Letter to Cpt. James N. Luton, 323rd Infantry
informing him that his application for active
duty service with the CCC has been received.  1936.

And yet, that is exactly what happened, and more.  When it became clear that the agencies involved (Department of War, Department of Labor, Department of Interior and Department of Agriculture) would be unable to meet President Roosevelt’s goal of placing 250,000 young men in forestry camps by July 1, 1933, under the original organizational matrix, the Army assumed control of all matters except supervision of the work being done.  With its expanded role, the Army reluctantly found itself in charge of CCC enrollees all hours of the day except the time they were away from the camp working for the technical service – approximately eight hours a day, five days a week. 


The increased Army role cleared some of the logjams, but mobilizing and deploying enrollees continued to lag behind and it remained clear that the President’s goal would still not be met.  Again the Army was called in to formulate a plan.  Given less than 40 hours, Colonel Duncan K. Major, the Army’s representative on the President’s Advisory Council assembled sections from the General Staff and worked through the day and night of May 11th and into the early hours of the 12th to assemble the relevant facts, draw appropriate conclusions and propose a suitable recommendation that concluded with the following blunt proposal:

It is therefore recommended that if the decision is to place 274,375 men in work camps by July 1, 1933, the Director give the War Department its full mission at once, provide the means for its accomplishment and then protect it from all interference.  The means to be provided are: 1. $46,000,000 to be transferred at once; 2. An Executive Order waiving restriction on purchases; 3. The necessary instructions to the Department of Labor covering selection.


The updated plan was immediately approved by President Roosevelt and the impact of the Army’s further expanded role and greater discretionary power was almost immediate.  Whereas just 52,000 young men had been enrolled in the CCC by May 10th, national enrollment jumped to over 62,000 by May 16th, increased by another 8,100 men on the 17th and further increased by 10,500 men on the 18th of May.  Ultimately, the President’s goal to have a quarter million enrollees working in more than 1,000 camps by July 1, 1933 was met because the Army was given greater flexibility and the massive effort decentralized down to the level of the nine Corps areas.  In an article in the January-February 1934 issue of The Military Engineer Major John Guthrie, Corps of Engineers, reported the results of that effort with pride:


This whole movement was an unprecedented mobilization.  An average of 8,450 men per day was enrolled.  To accomplish the movements from conditioning camps (Army posts) to work camps, 211 special trains were used, carrying 64,196 men in 1,605 sleepers and coaches; of these, 55,130 men went from Corps Areas I, II, and III to the far west.  To equip and supply this tree Army of 314,000 men has been a tremendous job in itself.

Parts of the exercise:
#1 Please return, unchanged, the part of the passage on the Army and the CCC that opens with the words containing "And yet, that" and closes with "days a week.".
#2 Write the next part of the passage on the Army and the CCC, picking up after its final sentence.

Material supplied:

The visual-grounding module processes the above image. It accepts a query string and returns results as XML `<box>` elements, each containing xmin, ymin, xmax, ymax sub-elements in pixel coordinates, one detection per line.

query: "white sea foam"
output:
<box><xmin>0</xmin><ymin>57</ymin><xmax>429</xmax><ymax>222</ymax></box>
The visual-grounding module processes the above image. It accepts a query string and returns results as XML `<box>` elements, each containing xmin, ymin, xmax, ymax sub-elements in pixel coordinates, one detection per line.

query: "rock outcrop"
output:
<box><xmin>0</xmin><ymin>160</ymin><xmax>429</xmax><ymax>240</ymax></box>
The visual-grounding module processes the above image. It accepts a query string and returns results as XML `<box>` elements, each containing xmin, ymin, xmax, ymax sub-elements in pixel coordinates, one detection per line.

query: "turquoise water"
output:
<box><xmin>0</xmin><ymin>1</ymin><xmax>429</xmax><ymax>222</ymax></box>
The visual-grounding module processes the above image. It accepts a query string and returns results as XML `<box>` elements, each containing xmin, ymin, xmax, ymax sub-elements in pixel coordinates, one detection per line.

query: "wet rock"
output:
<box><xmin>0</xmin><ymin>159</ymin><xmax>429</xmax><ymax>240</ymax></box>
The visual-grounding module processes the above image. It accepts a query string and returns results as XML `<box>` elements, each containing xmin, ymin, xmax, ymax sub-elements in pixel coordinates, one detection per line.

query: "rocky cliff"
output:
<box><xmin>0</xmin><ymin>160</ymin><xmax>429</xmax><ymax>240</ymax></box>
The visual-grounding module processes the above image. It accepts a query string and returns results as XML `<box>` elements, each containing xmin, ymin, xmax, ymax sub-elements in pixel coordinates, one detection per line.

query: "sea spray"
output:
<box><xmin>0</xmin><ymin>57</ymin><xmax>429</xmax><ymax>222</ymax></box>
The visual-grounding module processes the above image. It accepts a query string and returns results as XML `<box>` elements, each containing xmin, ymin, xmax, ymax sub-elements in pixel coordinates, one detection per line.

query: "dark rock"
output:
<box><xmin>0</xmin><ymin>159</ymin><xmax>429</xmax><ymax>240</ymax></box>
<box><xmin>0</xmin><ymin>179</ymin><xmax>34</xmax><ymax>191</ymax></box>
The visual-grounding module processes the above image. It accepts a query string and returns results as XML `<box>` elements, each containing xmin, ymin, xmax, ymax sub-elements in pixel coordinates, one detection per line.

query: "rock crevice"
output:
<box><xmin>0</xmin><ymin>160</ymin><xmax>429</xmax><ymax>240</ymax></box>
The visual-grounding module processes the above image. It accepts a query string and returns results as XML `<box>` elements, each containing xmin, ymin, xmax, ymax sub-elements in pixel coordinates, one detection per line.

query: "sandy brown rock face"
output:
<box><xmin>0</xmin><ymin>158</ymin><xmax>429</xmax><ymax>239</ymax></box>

Answers per task:
#1
And yet, that is exactly what happened, and more.  When it became clear that the agencies involved (Department of War, Department of Labor, Department of Interior and Department of Agriculture) would be unable to meet President Roosevelt’s goal of placing 250,000 young men in forestry camps by July 1, 1933, under the original organizational matrix, the Army assumed control of all matters except supervision of the work being done.  With its expanded role, the Army reluctantly found itself in charge of CCC enrollees all hours of the day except the time they were away from the camp working for the technical service – approximately eight hours a day, five days a week.

#2
The effort truly was unprecedented, but it was a drain on the Army’s resources.  All but two Army schools were closed, their faculty and students mobilized for duty with the Civilian Conservation Corps.  Of the 9,936 regular Army officers available when the CCC was established, 5,239 were called up for full time service related to the CCC, but there was satisfaction in a job well done and by mid-1933, even Colonel Major, initially a skeptic, was moved to write glowingly of the CCC mobilization for Army Ordnance.

Regular Army officers and an NCO at Camp Roosevelt,
the first CCC camp, 1933.
 

History records the War Department’s nearly decade long association with the CCC as an unparalleled success and despite rough patches, especially in the early months, and despite the public’s initial fear that the CCC would somehow become “militarized” by its connection to the Army, media accounts of the CCC eventually became heavy with military metaphors (“tree Army,” “soil soldiers,” “forests protected by ‘shock troops’ of the CCC”) and by the early 1940s the CCC’s effort was refocused on national defense work as the economy improved and enrollment declined, but always with an eye toward improving the enrollee, too.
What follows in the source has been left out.